Look for the line containing "Thank you for the photo. Could you point to the bare" in the listing below. Retype that line and every subsequent line through the last one, and only those.

§

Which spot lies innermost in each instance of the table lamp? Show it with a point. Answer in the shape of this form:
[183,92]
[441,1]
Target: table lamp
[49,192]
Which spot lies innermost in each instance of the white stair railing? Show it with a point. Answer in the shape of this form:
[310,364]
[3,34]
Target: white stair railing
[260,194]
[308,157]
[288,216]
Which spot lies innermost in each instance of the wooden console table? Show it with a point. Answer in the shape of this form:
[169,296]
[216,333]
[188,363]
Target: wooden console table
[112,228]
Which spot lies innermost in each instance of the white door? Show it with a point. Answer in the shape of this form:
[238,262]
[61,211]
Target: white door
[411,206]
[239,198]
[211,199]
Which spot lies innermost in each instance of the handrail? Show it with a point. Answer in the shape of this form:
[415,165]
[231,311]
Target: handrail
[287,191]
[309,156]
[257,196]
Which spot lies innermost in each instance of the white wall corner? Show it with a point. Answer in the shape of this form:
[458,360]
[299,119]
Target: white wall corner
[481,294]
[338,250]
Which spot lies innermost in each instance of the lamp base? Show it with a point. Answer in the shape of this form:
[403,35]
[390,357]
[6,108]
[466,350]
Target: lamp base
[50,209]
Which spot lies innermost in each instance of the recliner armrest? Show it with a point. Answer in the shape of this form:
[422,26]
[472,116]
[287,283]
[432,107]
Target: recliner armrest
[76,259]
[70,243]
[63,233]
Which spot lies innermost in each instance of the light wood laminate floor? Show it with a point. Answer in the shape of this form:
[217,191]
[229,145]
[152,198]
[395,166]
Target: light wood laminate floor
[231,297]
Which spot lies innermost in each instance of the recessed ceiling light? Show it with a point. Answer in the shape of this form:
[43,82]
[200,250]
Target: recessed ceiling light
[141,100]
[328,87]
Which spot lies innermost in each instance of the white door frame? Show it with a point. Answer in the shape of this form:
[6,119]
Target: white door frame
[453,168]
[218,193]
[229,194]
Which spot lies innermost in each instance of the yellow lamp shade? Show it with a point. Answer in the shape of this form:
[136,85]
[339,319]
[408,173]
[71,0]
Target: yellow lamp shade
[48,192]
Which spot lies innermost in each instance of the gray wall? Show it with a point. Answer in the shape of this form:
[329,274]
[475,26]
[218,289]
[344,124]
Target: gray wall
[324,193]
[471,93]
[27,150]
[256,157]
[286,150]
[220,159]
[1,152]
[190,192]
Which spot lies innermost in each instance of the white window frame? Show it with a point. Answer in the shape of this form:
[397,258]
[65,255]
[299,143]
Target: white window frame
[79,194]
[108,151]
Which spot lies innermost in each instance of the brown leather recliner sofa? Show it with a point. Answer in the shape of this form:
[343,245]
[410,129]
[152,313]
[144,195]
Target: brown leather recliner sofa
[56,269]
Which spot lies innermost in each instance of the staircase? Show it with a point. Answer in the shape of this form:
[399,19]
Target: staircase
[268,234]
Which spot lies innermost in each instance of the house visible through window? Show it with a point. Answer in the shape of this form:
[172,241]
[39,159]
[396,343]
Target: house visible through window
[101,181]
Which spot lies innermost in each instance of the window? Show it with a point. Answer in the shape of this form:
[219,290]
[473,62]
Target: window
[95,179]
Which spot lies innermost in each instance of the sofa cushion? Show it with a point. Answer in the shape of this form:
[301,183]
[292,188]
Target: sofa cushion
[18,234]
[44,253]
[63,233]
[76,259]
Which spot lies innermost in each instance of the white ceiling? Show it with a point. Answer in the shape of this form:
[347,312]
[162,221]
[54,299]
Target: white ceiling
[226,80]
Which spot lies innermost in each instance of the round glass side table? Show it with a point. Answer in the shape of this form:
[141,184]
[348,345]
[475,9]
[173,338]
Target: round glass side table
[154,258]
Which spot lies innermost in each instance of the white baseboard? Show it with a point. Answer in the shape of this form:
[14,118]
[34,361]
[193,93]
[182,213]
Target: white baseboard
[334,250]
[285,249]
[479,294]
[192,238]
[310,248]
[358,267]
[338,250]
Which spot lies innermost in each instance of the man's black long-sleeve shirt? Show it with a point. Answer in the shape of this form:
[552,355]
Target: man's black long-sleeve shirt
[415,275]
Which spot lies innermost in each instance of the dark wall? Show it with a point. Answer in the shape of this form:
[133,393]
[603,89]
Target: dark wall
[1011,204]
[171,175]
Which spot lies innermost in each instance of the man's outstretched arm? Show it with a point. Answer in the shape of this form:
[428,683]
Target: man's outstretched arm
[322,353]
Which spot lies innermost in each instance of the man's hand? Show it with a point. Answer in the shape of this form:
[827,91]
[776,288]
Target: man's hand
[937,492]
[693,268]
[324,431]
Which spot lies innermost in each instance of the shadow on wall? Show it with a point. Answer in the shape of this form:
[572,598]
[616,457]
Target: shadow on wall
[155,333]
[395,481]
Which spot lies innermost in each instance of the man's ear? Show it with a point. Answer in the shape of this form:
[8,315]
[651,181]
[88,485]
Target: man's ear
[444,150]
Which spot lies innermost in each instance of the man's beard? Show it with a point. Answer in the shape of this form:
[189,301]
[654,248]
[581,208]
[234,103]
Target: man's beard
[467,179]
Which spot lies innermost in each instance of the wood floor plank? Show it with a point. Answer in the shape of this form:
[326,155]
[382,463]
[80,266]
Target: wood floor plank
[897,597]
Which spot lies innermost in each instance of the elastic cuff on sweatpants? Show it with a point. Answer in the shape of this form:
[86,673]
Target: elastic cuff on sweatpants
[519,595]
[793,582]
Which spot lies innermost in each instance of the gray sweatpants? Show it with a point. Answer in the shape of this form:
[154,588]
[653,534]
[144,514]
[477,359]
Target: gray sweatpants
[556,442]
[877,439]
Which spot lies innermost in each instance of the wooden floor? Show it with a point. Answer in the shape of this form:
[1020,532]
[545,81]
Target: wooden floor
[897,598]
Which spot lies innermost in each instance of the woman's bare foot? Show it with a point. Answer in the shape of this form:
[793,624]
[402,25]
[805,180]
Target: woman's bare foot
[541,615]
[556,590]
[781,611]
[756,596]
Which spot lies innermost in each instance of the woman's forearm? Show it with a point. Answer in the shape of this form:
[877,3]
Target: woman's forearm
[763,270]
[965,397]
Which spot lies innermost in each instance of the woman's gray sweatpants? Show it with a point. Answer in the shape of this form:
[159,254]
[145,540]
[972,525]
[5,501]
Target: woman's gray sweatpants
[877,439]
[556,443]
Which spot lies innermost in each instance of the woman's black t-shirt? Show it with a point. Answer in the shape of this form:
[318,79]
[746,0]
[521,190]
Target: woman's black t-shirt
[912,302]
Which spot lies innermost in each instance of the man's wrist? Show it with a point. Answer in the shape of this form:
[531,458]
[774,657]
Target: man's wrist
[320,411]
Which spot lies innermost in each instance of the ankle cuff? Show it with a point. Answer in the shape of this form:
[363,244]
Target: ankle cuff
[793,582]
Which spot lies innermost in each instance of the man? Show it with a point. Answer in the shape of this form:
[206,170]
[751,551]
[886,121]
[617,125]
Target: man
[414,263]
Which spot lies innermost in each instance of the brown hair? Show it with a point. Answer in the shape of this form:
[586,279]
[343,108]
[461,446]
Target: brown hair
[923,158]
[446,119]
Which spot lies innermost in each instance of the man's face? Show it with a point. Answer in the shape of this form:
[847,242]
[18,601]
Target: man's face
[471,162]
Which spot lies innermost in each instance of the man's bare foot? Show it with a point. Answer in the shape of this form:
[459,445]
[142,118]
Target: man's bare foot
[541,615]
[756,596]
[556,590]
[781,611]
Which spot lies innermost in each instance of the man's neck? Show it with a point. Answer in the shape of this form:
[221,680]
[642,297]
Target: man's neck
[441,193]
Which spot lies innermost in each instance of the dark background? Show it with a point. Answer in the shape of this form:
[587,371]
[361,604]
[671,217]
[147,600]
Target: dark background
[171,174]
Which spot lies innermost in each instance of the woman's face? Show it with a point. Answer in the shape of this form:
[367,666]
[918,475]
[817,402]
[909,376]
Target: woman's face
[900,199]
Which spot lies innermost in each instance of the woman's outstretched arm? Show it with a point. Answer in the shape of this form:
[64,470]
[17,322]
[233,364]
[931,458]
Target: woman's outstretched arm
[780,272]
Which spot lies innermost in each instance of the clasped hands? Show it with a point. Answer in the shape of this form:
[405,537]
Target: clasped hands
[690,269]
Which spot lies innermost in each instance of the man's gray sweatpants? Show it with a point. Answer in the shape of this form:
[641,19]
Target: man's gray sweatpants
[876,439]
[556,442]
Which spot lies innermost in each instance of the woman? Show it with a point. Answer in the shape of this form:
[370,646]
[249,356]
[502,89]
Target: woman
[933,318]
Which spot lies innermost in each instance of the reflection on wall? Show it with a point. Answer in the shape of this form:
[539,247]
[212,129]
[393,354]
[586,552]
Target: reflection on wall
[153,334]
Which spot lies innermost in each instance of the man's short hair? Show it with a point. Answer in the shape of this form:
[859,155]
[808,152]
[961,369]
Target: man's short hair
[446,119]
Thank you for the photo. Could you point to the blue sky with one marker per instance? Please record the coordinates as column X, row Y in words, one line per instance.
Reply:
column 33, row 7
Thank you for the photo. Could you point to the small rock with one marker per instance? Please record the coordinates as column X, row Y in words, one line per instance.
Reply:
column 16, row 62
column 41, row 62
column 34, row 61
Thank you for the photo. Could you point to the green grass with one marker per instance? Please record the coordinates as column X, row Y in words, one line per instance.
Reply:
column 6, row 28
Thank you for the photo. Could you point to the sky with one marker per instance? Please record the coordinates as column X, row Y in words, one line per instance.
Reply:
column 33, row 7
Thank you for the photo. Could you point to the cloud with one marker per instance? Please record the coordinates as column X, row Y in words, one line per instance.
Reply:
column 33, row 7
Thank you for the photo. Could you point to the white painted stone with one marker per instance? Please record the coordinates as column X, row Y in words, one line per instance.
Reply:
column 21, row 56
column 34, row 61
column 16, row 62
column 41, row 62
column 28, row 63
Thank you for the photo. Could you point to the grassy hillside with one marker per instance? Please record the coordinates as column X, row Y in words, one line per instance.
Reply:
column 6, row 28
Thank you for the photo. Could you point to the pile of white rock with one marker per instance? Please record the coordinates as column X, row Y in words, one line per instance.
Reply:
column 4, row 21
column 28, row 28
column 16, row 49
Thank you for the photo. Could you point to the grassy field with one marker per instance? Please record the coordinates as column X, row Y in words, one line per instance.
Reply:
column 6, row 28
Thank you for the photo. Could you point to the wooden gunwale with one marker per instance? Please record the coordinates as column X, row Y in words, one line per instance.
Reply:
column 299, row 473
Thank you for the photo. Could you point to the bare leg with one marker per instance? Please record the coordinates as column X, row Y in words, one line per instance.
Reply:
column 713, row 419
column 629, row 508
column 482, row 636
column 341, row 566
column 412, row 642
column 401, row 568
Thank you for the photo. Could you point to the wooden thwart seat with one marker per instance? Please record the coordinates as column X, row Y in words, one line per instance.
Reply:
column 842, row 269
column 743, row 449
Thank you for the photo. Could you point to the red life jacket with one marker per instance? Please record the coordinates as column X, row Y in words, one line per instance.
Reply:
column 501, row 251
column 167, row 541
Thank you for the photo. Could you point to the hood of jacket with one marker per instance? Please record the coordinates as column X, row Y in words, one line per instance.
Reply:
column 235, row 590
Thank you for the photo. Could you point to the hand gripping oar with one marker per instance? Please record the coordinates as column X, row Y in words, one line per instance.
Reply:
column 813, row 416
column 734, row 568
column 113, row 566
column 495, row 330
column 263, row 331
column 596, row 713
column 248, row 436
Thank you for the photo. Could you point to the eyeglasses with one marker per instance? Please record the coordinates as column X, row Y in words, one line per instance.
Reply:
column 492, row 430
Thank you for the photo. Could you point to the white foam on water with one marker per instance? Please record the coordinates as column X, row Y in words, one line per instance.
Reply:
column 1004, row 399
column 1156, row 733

§

Answer to the exercise
Thank you for the photo. Could you point to the bare leg with one marker per instance? Please record the coordinates as column X, row Y in words, one line per instance.
Reply:
column 713, row 419
column 629, row 508
column 482, row 636
column 341, row 566
column 412, row 642
column 401, row 568
Thank you for the photo. Could you point to the wooden thwart seat with one marker per instance? Please record the coordinates as column X, row Y in words, one line per instance.
Reply:
column 842, row 269
column 743, row 449
Thank you for the photo. Could you point to the red life jacket with one marker per instance? Please record the coordinates as column X, row Y in words, one line per instance.
Reply:
column 501, row 251
column 167, row 541
Thank you for the photo. Could you point to the hood of jacket with one marker per instance? Please record the coordinates as column X, row Y in words, one line per instance.
Reply:
column 235, row 590
Thank you for the photo. Could you point to the hand gripping oar with one marker per instance? Please record the coordinates as column X, row Y in words, one line per instance.
Reply:
column 813, row 416
column 734, row 568
column 113, row 566
column 495, row 330
column 263, row 331
column 596, row 713
column 248, row 436
Thank you for the photo. Could you point to the eyeglasses with one marker per instance? Please record the coordinates as column X, row Y in words, one line per instance.
Reply:
column 492, row 430
Thank you for the photo. Could you point to the white foam on water with one marker per instance? Please record the coordinates as column X, row Y in words, one line per instance.
Reply:
column 1004, row 399
column 1156, row 733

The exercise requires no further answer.